* _GIVEN PROBLEM_
Arrange the material below as a JSON list of strings, with each line as its own string and blank lines omitted.

------------------------------------------------------------

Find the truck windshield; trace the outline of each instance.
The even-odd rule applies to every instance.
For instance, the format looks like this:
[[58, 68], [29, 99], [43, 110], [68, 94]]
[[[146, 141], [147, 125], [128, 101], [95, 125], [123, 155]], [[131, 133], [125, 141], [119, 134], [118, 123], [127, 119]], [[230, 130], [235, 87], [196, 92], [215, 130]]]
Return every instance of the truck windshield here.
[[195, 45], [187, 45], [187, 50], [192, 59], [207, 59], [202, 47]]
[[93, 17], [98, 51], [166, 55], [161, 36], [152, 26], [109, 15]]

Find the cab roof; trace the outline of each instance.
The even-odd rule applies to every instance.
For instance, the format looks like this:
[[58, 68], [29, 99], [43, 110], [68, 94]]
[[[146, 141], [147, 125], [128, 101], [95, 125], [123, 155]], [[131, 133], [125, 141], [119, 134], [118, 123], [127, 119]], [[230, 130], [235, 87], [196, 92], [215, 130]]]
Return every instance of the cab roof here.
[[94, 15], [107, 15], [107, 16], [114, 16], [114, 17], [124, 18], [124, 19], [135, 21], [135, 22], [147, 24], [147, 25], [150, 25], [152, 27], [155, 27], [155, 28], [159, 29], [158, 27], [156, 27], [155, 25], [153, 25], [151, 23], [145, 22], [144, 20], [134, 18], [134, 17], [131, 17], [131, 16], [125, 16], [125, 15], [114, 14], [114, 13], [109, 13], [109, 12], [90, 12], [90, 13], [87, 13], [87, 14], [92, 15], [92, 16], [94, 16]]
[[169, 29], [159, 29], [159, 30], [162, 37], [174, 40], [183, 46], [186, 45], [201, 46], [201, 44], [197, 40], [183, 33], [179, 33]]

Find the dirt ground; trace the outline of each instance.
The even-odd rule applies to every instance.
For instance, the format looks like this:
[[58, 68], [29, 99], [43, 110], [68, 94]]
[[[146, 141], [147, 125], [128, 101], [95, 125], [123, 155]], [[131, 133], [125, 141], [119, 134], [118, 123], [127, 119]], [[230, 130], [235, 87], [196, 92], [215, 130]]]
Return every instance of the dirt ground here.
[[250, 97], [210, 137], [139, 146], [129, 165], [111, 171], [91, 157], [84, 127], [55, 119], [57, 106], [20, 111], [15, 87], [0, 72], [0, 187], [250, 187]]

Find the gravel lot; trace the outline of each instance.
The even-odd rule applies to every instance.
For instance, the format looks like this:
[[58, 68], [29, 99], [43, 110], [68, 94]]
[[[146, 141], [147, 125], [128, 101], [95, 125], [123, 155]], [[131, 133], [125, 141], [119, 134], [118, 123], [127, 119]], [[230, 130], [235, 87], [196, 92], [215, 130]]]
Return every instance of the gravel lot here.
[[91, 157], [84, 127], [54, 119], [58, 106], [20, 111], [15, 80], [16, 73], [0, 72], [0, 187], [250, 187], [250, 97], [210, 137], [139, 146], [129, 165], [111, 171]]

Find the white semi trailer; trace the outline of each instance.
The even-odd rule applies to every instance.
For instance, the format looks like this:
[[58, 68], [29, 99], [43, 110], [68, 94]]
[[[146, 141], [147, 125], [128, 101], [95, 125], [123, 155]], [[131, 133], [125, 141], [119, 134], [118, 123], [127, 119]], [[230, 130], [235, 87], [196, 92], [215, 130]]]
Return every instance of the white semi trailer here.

------------------------------------------------------------

* _EXERCISE SOLUTION_
[
  "Find the truck windshield; trace the outline of each instance.",
  "The even-odd rule applies to every instance.",
  "For instance, the format looks like this:",
  "[[58, 68], [29, 99], [43, 110], [68, 94]]",
  "[[[146, 141], [147, 125], [128, 101], [95, 125], [123, 155]], [[131, 133], [125, 141], [119, 134], [118, 123], [127, 119]], [[230, 130], [235, 87], [196, 92], [215, 130]]]",
  "Return every instance of the truck windshield here.",
  "[[195, 45], [187, 45], [187, 50], [192, 59], [207, 59], [202, 47]]",
  "[[93, 17], [98, 51], [166, 55], [161, 36], [152, 26], [109, 15]]",
  "Find the cab roof; trace the outline of each instance.",
  "The even-odd rule applies to every instance.",
  "For instance, the format looks like this:",
  "[[58, 68], [29, 99], [43, 110], [68, 94]]",
  "[[[146, 141], [147, 125], [128, 101], [95, 125], [123, 155]], [[131, 133], [125, 141], [119, 134], [118, 123], [127, 119]], [[230, 130], [235, 87], [196, 92], [215, 130]]]",
  "Return every instance of the cab roof here.",
  "[[94, 15], [107, 15], [107, 16], [114, 16], [114, 17], [124, 18], [124, 19], [135, 21], [135, 22], [147, 24], [147, 25], [150, 25], [152, 27], [155, 27], [155, 28], [159, 29], [158, 27], [156, 27], [155, 25], [153, 25], [151, 23], [145, 22], [144, 20], [134, 18], [134, 17], [131, 17], [131, 16], [125, 16], [125, 15], [114, 14], [114, 13], [109, 13], [109, 12], [90, 12], [90, 13], [87, 13], [87, 14], [92, 15], [92, 16], [94, 16]]",
  "[[169, 29], [159, 29], [159, 30], [162, 37], [174, 40], [183, 46], [186, 45], [201, 46], [201, 44], [197, 40], [183, 33], [179, 33]]",
  "Find the dirt ground; trace the outline of each instance.",
  "The even-odd rule applies to every instance.",
  "For instance, the format looks like this:",
  "[[58, 68], [29, 99], [43, 110], [68, 94]]",
  "[[[146, 141], [147, 125], [128, 101], [95, 125], [123, 155]], [[131, 133], [125, 141], [119, 134], [118, 123], [127, 119]], [[230, 130], [235, 87], [196, 92], [215, 130]]]",
  "Return every instance of the dirt ground here.",
  "[[250, 97], [210, 137], [139, 146], [129, 165], [111, 171], [91, 157], [84, 127], [55, 119], [57, 106], [20, 111], [15, 87], [0, 72], [0, 187], [250, 187]]",
  "Find the gravel lot; trace the outline of each instance.",
  "The even-odd rule applies to every instance.",
  "For instance, the format looks like this:",
  "[[58, 68], [29, 99], [43, 110], [68, 94]]",
  "[[[146, 141], [147, 125], [128, 101], [95, 125], [123, 155]], [[131, 133], [125, 141], [119, 134], [118, 123], [127, 119]], [[230, 130], [235, 87], [196, 92], [215, 130]]]",
  "Return every instance of the gravel lot here.",
  "[[91, 157], [84, 127], [54, 119], [58, 106], [20, 111], [15, 80], [16, 73], [0, 72], [0, 187], [250, 187], [250, 97], [210, 137], [139, 146], [129, 165], [111, 171]]",
  "Find the white semi trailer; trace the outline of each instance.",
  "The even-odd rule applies to every instance.",
  "For instance, the format looks like this:",
  "[[58, 68], [29, 99], [43, 110], [68, 94]]",
  "[[[146, 141], [147, 125], [128, 101], [95, 125], [123, 155]], [[131, 133], [125, 141], [119, 134], [118, 123], [127, 119]], [[230, 130], [235, 87], [196, 92], [215, 130]]]",
  "Return every instance of the white semi trailer here."
]